DESCRIPTION OF THE TASK: Among the entries below, how many lines have the word "blue"? Answer only with the number.
---- EXTRACTED MATERIAL
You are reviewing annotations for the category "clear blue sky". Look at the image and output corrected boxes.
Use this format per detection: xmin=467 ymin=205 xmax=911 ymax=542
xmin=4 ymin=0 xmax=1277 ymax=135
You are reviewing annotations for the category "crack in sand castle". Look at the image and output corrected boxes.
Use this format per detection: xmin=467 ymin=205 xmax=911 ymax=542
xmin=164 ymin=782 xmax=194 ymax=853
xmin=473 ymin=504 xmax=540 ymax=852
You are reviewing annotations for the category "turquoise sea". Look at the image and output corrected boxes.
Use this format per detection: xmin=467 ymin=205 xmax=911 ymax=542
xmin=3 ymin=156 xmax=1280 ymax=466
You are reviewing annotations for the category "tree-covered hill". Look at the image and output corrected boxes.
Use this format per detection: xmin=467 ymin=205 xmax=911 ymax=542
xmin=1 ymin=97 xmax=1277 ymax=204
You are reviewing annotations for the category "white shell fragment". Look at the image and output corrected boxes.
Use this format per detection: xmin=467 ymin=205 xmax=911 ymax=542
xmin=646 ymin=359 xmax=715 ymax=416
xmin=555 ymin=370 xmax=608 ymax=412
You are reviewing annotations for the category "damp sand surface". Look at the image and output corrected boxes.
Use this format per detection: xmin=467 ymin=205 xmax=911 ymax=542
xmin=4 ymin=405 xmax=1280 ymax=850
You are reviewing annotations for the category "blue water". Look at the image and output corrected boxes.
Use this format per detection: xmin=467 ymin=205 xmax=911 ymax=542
--------
---- EXTRACTED MATERIAL
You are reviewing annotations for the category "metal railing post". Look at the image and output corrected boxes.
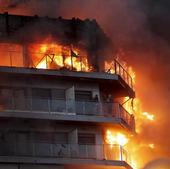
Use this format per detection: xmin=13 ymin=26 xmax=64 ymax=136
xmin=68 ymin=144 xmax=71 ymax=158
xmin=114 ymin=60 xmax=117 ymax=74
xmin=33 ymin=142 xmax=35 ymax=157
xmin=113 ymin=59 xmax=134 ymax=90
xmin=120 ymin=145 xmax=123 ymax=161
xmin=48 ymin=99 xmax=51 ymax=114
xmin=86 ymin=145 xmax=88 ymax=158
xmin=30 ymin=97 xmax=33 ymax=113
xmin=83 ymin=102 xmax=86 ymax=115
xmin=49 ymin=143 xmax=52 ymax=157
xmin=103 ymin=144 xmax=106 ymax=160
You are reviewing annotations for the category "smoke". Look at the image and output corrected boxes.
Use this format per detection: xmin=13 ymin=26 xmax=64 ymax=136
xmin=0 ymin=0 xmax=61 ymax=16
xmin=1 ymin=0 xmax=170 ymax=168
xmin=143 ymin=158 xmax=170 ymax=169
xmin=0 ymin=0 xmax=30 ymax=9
--------
SOLUTION TO THIS TASK: 2